- _GIVEN PROBLEM 1_:
From the weather office text, copy the passage from "The National Weather Service in Gray provides" to "Plymouth in New Hampshire.", swapping "adjacent waters" for "nearby waters".
- _GIVEN PROBLEM 2_:
Answer these questions using the weather office text:
(a) In which town is the office located?
(b) Who maintains the equipment in Lewiston-Auburn?
(c) What area does the office monitor weather conditions over?

- _SOURCE EXCERPT_:
>> START

The National Weather Service Gray/Portland, Maine (GYX) is a local office of the National Weather Service responsible for monitoring weather conditions over western Maine and all of New Hampshire. It is situated in Gray, Maine, in the metropolitan area of Portland, in a rural setting.

Mission 

The National Weather Service in Gray provides weather, hydrologic, and climate forecasts and warnings for western Maine, New Hampshire, and adjacent waters for the protection of life and property and the enhancement of the national economy.

Observation network 
The National Weather Service in Gray is responsible for observing equipment at Portland, Augusta, Wiscasset, and Fryeburg in Maine; and Concord, Manchester, Rochester, Lebanon, Berlin, Jaffrey, and Whitefield in New Hampshire. The FAA or other organizations maintain the equipment in Lewiston-Auburn, Rockland, Waterville, Sanford, and Rangeley in Maine; and Laconia, Keene, Nashua, and Plymouth in New Hampshire.

>> END

- _DATA SECTION_:

>> START

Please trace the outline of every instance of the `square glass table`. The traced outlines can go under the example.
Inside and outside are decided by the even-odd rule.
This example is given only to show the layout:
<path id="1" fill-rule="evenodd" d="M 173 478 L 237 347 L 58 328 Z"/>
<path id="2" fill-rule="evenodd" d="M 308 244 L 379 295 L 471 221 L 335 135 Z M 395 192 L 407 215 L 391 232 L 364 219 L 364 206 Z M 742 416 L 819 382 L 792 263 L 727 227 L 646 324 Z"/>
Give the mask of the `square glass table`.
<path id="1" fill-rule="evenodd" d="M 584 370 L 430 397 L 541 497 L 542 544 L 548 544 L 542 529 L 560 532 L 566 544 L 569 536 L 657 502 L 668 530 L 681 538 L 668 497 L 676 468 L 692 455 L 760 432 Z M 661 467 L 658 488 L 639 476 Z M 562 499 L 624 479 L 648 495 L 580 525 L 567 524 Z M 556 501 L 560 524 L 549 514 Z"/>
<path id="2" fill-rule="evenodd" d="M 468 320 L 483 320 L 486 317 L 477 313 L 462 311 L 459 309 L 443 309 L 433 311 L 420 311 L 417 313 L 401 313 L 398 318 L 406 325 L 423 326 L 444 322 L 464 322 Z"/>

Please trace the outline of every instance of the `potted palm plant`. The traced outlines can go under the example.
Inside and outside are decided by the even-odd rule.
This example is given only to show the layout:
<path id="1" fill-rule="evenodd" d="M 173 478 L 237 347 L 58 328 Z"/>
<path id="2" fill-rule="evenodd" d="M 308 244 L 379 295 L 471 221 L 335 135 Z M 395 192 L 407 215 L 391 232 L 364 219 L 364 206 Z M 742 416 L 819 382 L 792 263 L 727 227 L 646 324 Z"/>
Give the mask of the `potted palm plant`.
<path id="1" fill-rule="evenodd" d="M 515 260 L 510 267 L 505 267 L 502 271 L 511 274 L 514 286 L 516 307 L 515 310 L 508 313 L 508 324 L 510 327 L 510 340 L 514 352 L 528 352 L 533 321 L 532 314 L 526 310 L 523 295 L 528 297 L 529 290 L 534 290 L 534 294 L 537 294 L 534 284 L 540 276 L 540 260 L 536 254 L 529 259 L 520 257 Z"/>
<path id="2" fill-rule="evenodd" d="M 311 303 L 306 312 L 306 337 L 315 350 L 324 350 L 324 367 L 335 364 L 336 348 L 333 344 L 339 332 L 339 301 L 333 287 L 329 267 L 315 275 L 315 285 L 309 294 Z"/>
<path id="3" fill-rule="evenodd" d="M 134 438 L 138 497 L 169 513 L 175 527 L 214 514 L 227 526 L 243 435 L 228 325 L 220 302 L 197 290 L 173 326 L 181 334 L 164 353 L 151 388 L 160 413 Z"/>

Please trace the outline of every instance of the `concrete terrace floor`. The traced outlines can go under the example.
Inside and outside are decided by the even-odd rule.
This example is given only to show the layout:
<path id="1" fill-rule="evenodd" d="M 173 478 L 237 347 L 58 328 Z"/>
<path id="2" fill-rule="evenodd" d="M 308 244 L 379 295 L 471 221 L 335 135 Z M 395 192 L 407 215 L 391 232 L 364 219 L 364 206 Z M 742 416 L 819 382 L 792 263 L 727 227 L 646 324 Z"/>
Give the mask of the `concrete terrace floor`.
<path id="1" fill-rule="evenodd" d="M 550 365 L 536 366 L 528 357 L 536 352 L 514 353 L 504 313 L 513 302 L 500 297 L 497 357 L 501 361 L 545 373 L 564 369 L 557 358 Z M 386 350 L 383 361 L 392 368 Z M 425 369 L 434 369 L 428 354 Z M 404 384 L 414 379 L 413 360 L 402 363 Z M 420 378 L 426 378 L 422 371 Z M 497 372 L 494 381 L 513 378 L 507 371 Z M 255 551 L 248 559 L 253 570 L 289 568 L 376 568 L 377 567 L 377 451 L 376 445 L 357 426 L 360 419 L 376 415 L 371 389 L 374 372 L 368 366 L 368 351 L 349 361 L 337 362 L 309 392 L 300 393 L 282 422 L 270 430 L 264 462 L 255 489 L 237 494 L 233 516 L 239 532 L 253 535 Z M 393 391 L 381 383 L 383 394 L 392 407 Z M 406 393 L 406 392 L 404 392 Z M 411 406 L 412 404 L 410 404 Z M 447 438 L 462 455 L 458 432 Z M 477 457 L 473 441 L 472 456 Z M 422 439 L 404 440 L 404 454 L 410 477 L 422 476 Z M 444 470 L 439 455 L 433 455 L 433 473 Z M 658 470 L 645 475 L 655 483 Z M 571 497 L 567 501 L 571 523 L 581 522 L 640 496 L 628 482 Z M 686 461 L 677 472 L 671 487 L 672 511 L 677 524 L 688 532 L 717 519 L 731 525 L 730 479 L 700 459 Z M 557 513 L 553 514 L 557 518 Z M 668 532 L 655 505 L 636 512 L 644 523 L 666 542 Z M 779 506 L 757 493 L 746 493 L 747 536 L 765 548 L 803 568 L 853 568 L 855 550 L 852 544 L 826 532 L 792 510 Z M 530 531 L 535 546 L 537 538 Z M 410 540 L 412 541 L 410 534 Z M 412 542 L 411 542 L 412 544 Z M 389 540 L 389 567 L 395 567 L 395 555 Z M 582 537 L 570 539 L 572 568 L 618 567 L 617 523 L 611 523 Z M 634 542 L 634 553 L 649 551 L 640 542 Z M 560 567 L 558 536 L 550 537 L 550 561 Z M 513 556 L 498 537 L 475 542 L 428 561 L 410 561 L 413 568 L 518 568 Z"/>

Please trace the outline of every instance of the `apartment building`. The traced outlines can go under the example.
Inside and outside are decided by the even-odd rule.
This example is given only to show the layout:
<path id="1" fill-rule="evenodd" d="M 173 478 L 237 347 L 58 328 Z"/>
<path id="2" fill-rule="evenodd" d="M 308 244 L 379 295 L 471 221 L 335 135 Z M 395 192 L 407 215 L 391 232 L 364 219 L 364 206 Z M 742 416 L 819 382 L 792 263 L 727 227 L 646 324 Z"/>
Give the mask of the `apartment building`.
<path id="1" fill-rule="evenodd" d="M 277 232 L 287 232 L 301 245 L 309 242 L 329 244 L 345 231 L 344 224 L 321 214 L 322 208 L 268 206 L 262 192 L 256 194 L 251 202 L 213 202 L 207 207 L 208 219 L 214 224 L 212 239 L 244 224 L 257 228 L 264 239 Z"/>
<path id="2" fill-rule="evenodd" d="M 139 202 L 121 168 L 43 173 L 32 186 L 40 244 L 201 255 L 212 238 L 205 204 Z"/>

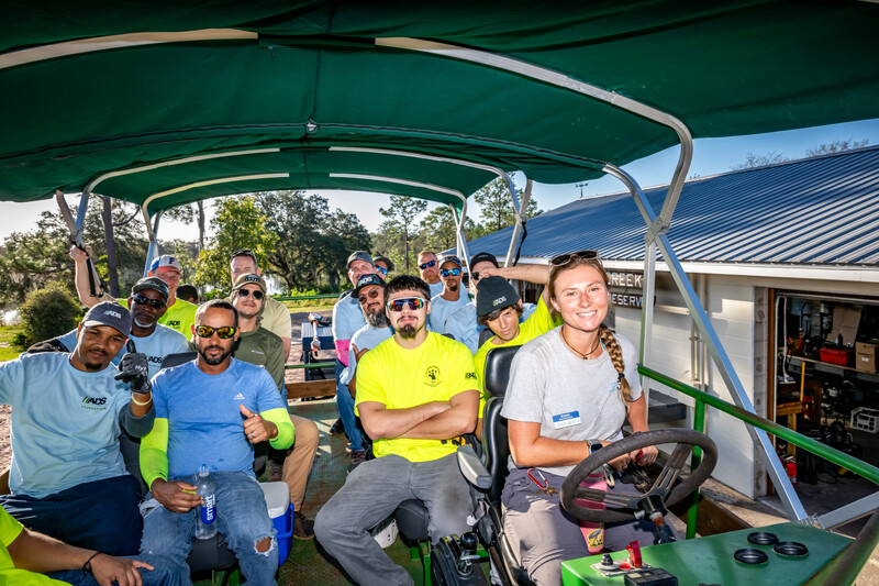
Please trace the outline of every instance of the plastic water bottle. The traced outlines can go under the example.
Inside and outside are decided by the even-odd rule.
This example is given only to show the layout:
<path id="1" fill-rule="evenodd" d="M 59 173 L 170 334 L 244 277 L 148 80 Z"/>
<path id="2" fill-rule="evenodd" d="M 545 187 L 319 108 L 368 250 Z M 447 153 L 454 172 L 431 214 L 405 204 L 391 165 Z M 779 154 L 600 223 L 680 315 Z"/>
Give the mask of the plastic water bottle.
<path id="1" fill-rule="evenodd" d="M 208 473 L 207 464 L 201 465 L 196 486 L 198 487 L 196 494 L 204 500 L 203 505 L 199 505 L 196 537 L 211 539 L 216 534 L 216 497 L 213 478 Z"/>

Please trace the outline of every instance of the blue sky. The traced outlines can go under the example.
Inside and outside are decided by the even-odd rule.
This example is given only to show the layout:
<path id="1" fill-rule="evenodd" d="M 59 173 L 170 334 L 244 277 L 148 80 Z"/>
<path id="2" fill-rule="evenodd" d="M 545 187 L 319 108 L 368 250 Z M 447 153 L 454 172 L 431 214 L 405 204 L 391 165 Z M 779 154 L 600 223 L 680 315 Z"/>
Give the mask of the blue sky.
<path id="1" fill-rule="evenodd" d="M 823 143 L 837 140 L 868 140 L 870 145 L 879 145 L 879 119 L 859 122 L 848 122 L 845 124 L 833 124 L 828 126 L 816 126 L 786 132 L 769 134 L 757 134 L 749 136 L 735 136 L 728 139 L 700 139 L 696 141 L 693 151 L 693 162 L 688 177 L 697 174 L 701 177 L 716 175 L 731 170 L 733 165 L 745 161 L 748 153 L 764 155 L 769 152 L 778 152 L 789 158 L 801 158 L 805 156 L 806 148 Z M 669 183 L 675 165 L 678 161 L 678 148 L 672 147 L 655 155 L 642 158 L 623 167 L 641 184 L 642 187 L 664 185 Z M 520 187 L 524 187 L 524 177 L 514 177 Z M 589 181 L 582 189 L 582 195 L 594 196 L 611 194 L 622 190 L 620 181 L 612 177 L 603 177 Z M 574 184 L 568 185 L 543 185 L 535 184 L 532 196 L 537 200 L 544 210 L 558 208 L 580 197 L 581 189 Z M 330 200 L 333 208 L 342 208 L 347 212 L 356 212 L 360 221 L 370 231 L 378 229 L 382 221 L 378 212 L 380 207 L 387 207 L 389 198 L 387 196 L 376 197 L 375 194 L 368 195 L 369 206 L 363 204 L 364 194 L 340 194 L 329 191 L 322 194 Z M 79 201 L 78 197 L 68 198 L 70 203 Z M 432 206 L 433 207 L 433 206 Z M 13 231 L 31 231 L 35 228 L 37 214 L 43 210 L 55 210 L 54 200 L 40 201 L 34 203 L 11 203 L 0 202 L 0 214 L 3 222 L 0 224 L 0 241 L 5 239 Z M 210 209 L 210 207 L 209 207 Z M 210 220 L 209 213 L 209 220 Z M 469 215 L 478 218 L 478 210 L 474 209 Z M 163 240 L 170 239 L 192 239 L 192 225 L 166 223 L 159 231 Z"/>

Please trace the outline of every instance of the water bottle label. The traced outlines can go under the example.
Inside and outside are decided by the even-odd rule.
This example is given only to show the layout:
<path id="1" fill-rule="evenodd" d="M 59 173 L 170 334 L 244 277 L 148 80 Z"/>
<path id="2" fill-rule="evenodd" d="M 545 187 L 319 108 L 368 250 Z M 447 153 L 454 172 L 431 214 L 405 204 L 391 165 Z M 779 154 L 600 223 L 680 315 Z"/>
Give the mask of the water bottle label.
<path id="1" fill-rule="evenodd" d="M 202 523 L 211 524 L 216 520 L 216 507 L 214 506 L 214 504 L 215 501 L 213 495 L 204 497 L 204 505 L 200 507 Z"/>

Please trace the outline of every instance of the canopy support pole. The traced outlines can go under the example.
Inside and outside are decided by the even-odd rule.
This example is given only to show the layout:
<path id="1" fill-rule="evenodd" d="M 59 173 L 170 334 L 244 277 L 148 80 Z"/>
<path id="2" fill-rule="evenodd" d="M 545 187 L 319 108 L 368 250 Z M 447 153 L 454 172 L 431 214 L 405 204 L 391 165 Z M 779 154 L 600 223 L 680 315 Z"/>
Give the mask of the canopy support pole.
<path id="1" fill-rule="evenodd" d="M 510 248 L 507 251 L 507 259 L 503 266 L 511 266 L 513 262 L 513 254 L 515 254 L 519 244 L 519 237 L 525 230 L 525 222 L 528 221 L 528 201 L 531 200 L 531 188 L 534 181 L 531 179 L 525 184 L 525 190 L 522 192 L 522 201 L 519 201 L 515 189 L 510 188 L 510 196 L 513 199 L 513 212 L 515 213 L 515 224 L 513 225 L 513 235 L 510 237 Z"/>
<path id="2" fill-rule="evenodd" d="M 699 329 L 699 333 L 704 340 L 709 354 L 713 358 L 714 365 L 720 371 L 721 378 L 733 397 L 733 401 L 739 408 L 756 414 L 757 411 L 754 409 L 754 403 L 745 392 L 745 388 L 742 385 L 738 375 L 736 375 L 735 369 L 733 368 L 730 356 L 726 354 L 723 345 L 721 345 L 720 338 L 714 331 L 714 327 L 711 324 L 711 320 L 702 307 L 699 296 L 693 289 L 690 279 L 687 277 L 687 274 L 685 273 L 677 254 L 671 247 L 671 243 L 669 242 L 667 234 L 668 229 L 663 228 L 661 222 L 657 221 L 658 218 L 654 213 L 649 200 L 647 200 L 647 197 L 644 195 L 644 192 L 641 190 L 641 187 L 631 175 L 611 164 L 607 164 L 603 170 L 609 175 L 620 179 L 620 181 L 622 181 L 626 189 L 632 194 L 635 204 L 637 206 L 638 211 L 641 212 L 641 215 L 644 218 L 644 221 L 648 228 L 647 234 L 645 235 L 647 246 L 648 248 L 655 246 L 659 252 L 663 253 L 666 265 L 671 273 L 671 278 L 678 286 L 678 290 L 683 297 L 683 302 L 687 305 L 687 309 L 690 310 L 690 316 L 692 316 L 693 321 Z M 650 268 L 650 264 L 653 265 L 653 268 Z M 648 264 L 645 259 L 645 268 L 649 270 L 649 273 L 645 275 L 645 281 L 647 283 L 653 283 L 655 278 L 655 261 L 650 264 Z M 646 298 L 645 295 L 642 307 L 647 305 L 653 305 L 653 298 Z M 645 335 L 646 328 L 646 322 L 642 323 L 642 338 Z M 646 364 L 646 354 L 642 355 L 642 364 Z M 805 512 L 805 509 L 800 502 L 800 498 L 797 496 L 797 491 L 793 489 L 787 472 L 782 468 L 781 461 L 778 458 L 775 449 L 772 447 L 772 442 L 769 441 L 769 435 L 767 435 L 765 431 L 750 425 L 746 425 L 745 429 L 747 429 L 752 441 L 757 446 L 757 453 L 769 472 L 769 476 L 772 478 L 774 485 L 778 489 L 779 498 L 781 499 L 781 504 L 785 506 L 788 518 L 799 521 L 806 519 L 809 515 Z"/>

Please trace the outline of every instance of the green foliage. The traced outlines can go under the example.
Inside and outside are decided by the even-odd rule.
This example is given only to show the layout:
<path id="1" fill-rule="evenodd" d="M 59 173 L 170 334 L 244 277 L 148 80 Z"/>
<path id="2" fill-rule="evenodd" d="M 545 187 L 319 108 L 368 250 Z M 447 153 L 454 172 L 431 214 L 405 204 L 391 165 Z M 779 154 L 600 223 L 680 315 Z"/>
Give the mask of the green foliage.
<path id="1" fill-rule="evenodd" d="M 516 194 L 521 197 L 522 190 L 516 190 Z M 513 201 L 512 198 L 510 198 L 510 190 L 507 188 L 507 183 L 502 179 L 494 179 L 474 194 L 474 200 L 479 204 L 486 234 L 491 234 L 492 232 L 497 232 L 498 230 L 515 223 Z M 526 211 L 528 218 L 534 218 L 543 213 L 543 210 L 537 207 L 537 200 L 534 198 L 528 200 Z"/>
<path id="2" fill-rule="evenodd" d="M 232 288 L 229 256 L 240 248 L 256 253 L 260 266 L 275 248 L 278 236 L 266 229 L 269 219 L 256 206 L 256 197 L 240 196 L 218 200 L 211 222 L 214 231 L 208 246 L 199 254 L 194 285 L 215 287 L 222 292 Z M 205 294 L 208 297 L 210 294 Z"/>
<path id="3" fill-rule="evenodd" d="M 256 202 L 267 218 L 266 228 L 278 235 L 267 268 L 290 289 L 329 283 L 332 290 L 338 290 L 352 251 L 370 250 L 369 232 L 357 215 L 331 211 L 321 196 L 267 191 L 256 194 Z"/>
<path id="4" fill-rule="evenodd" d="M 69 332 L 82 317 L 79 301 L 59 284 L 37 289 L 19 308 L 23 345 L 48 340 Z"/>

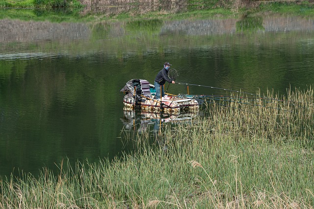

>> END

- _FINAL ANSWER 1_:
The National Weather Service in Gray provides weather, hydrologic, and climate forecasts and warnings for western Maine, New Hampshire, and nearby waters for the protection of life and property and the enhancement of the national economy.

Observation network 
The National Weather Service in Gray is responsible for observing equipment at Portland, Augusta, Wiscasset, and Fryeburg in Maine; and Concord, Manchester, Rochester, Lebanon, Berlin, Jaffrey, and Whitefield in New Hampshire. The FAA or other organizations maintain the equipment in Lewiston-Auburn, Rockland, Waterville, Sanford, and Rangeley in Maine; and Laconia, Keene, Nashua, and Plymouth in New Hampshire.

- _FINAL ANSWER 2_:
(a) Gray, Maine.
(b) The FAA or other organizations.
(c) Western Maine and all of New Hampshire.